When responding, copy every record below exactly as it appears.

[[ EXERCISE INPUTS open ]]

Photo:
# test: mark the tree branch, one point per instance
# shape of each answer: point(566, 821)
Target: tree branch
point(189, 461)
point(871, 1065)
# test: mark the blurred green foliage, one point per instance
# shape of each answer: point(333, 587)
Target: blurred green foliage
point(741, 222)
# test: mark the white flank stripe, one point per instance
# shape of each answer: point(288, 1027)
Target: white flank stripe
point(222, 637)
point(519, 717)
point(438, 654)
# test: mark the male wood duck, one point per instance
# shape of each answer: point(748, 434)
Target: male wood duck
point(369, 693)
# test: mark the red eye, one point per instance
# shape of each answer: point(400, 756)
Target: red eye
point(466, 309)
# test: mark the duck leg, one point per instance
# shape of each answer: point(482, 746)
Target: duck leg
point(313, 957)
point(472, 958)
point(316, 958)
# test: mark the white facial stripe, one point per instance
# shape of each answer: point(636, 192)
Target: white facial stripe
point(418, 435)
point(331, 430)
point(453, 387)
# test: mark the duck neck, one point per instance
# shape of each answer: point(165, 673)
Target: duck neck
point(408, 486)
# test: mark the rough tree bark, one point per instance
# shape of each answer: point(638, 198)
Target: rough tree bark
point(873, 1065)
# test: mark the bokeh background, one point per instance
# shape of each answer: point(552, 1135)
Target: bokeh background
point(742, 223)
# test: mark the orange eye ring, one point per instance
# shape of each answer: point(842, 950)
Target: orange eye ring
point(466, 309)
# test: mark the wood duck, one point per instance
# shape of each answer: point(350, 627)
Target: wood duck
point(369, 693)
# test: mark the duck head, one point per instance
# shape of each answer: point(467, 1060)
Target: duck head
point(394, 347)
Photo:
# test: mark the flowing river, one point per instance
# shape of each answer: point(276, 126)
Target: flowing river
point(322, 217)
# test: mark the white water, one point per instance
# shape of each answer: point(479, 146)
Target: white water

[[ EXERCISE INPUTS closed ]]

#### [SOLUTION FOR THIS PROBLEM]
Photo:
# test: mark the tree branch, one point per instance
# shape of each answer: point(566, 821)
Target: tree branch
point(189, 461)
point(871, 1065)
# test: mark the blurred green foliage, one point per instance
# shape of each answer: point(333, 587)
Target: blurred green foliage
point(741, 222)
# test: mark the white flank stripe, one point per instance
# shape of each answer: point(288, 1027)
Target: white flank stripe
point(222, 637)
point(519, 717)
point(438, 654)
# test: mark the male wood duck, one point per instance
# shape of each answer: point(748, 434)
Target: male wood duck
point(369, 693)
# test: mark the red eye, one point per instance
# shape of each answer: point(400, 756)
Target: red eye
point(466, 309)
# test: mark the duck leg, one point per instance
# shape of each answer: point(482, 746)
Target: duck leg
point(313, 957)
point(472, 958)
point(316, 958)
# test: mark the white facial stripe, one point per instance
# shape of each answer: point(636, 192)
Target: white facial stripe
point(418, 435)
point(331, 430)
point(453, 387)
# test: mark the duck neck, one point per instance
# shape of each answer: point(165, 673)
Target: duck neck
point(408, 486)
# test: mark the rough tree bark, one point per instance
# shape of each answer: point(638, 198)
Target: rough tree bark
point(873, 1065)
# test: mark the bokeh background, one point per instance
# shape of each answer: point(552, 1135)
Target: bokeh background
point(742, 223)
# test: mark the orange eye ring, one point per instance
# shape of each answer: point(842, 950)
Target: orange eye ring
point(466, 309)
# test: mark the wood duck, one point per instance
# shape of each answer: point(350, 627)
Target: wood duck
point(369, 693)
# test: mark the duck head, one point per instance
# shape of each answer: point(467, 1060)
Target: duck head
point(394, 347)
Photo:
# test: mark the flowing river, one point per instance
# shape of each answer: point(276, 126)
Target: flowing river
point(322, 217)
# test: mark the white water, one point per instance
# shape of each answer: point(479, 146)
Target: white water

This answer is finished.